● Problem:
Below are entries. Pull out all lines containing "wheel".

● Exercise data:
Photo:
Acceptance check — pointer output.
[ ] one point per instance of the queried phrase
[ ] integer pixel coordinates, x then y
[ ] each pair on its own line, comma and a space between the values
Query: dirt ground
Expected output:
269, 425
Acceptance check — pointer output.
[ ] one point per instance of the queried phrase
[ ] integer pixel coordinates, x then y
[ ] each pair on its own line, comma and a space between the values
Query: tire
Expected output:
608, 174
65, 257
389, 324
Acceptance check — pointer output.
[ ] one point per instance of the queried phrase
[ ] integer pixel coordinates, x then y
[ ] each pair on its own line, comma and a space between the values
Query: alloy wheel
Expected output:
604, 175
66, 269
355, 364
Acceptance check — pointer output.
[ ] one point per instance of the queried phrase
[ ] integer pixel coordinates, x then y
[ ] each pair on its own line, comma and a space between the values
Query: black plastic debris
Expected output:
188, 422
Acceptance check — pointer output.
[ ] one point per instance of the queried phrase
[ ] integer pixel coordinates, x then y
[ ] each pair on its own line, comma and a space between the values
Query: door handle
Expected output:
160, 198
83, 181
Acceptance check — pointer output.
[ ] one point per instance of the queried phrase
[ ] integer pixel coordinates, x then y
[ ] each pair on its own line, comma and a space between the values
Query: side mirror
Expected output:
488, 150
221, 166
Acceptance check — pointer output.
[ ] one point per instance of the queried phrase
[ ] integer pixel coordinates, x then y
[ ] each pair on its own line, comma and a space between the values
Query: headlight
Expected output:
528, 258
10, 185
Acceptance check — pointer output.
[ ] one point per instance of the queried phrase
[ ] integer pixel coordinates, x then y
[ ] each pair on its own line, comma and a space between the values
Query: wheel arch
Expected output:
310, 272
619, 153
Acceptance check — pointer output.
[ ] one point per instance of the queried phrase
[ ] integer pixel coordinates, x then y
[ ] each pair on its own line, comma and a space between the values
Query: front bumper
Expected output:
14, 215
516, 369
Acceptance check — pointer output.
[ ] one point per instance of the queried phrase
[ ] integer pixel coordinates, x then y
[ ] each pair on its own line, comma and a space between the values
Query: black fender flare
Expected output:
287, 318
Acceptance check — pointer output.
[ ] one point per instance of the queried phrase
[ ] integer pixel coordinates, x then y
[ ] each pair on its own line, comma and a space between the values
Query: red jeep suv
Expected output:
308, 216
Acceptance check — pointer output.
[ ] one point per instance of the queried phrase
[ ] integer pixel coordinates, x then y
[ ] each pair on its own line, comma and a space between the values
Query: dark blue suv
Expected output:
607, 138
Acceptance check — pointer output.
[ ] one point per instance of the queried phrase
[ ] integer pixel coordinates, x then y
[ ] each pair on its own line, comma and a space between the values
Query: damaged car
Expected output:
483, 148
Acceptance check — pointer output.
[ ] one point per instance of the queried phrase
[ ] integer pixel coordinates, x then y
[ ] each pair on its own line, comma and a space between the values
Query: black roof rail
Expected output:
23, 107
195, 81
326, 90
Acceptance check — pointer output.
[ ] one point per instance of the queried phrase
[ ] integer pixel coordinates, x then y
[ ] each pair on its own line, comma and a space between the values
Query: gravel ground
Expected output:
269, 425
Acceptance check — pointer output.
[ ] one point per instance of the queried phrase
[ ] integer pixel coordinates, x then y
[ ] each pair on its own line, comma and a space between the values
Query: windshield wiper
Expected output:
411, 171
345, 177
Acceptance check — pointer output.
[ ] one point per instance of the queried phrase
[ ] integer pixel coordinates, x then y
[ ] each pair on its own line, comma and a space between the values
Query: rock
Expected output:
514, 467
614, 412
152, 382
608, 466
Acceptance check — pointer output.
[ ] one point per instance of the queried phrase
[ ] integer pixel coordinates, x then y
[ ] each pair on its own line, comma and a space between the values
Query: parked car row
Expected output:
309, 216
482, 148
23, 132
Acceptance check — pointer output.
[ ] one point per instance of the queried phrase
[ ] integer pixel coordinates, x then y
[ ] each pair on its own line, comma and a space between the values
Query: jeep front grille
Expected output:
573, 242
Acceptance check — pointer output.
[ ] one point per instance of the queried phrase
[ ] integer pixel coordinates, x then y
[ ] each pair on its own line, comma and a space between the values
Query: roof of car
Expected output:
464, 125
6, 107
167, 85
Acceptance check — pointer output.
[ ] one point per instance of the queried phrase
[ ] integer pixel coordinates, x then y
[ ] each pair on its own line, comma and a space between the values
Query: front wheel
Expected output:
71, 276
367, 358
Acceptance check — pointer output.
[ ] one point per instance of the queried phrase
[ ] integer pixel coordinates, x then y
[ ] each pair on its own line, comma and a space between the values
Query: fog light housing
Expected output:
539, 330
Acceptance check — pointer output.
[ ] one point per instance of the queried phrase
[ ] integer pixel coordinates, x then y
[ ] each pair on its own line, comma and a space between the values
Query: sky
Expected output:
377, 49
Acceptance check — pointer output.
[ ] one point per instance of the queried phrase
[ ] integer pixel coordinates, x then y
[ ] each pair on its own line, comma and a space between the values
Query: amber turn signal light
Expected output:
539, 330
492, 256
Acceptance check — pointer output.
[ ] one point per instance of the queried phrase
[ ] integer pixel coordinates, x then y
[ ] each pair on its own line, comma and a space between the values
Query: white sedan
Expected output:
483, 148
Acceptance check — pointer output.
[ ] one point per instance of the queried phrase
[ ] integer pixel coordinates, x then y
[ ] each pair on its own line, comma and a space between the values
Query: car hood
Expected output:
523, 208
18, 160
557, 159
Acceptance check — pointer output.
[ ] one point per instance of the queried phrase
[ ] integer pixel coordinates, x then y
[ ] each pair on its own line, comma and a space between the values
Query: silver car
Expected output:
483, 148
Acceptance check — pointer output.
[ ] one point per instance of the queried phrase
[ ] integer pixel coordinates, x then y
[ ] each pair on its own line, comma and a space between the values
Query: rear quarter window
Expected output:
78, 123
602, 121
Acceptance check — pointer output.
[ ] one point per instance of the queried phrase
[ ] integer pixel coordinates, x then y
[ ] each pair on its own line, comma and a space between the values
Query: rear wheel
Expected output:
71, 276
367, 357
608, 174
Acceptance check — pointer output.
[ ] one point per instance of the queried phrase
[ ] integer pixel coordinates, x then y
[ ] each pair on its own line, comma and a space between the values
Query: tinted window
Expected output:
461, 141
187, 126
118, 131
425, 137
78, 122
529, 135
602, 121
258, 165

● Task answer:
Query: alloy wheel
Query: wheel arch
Query: front wheel
Query: rear wheel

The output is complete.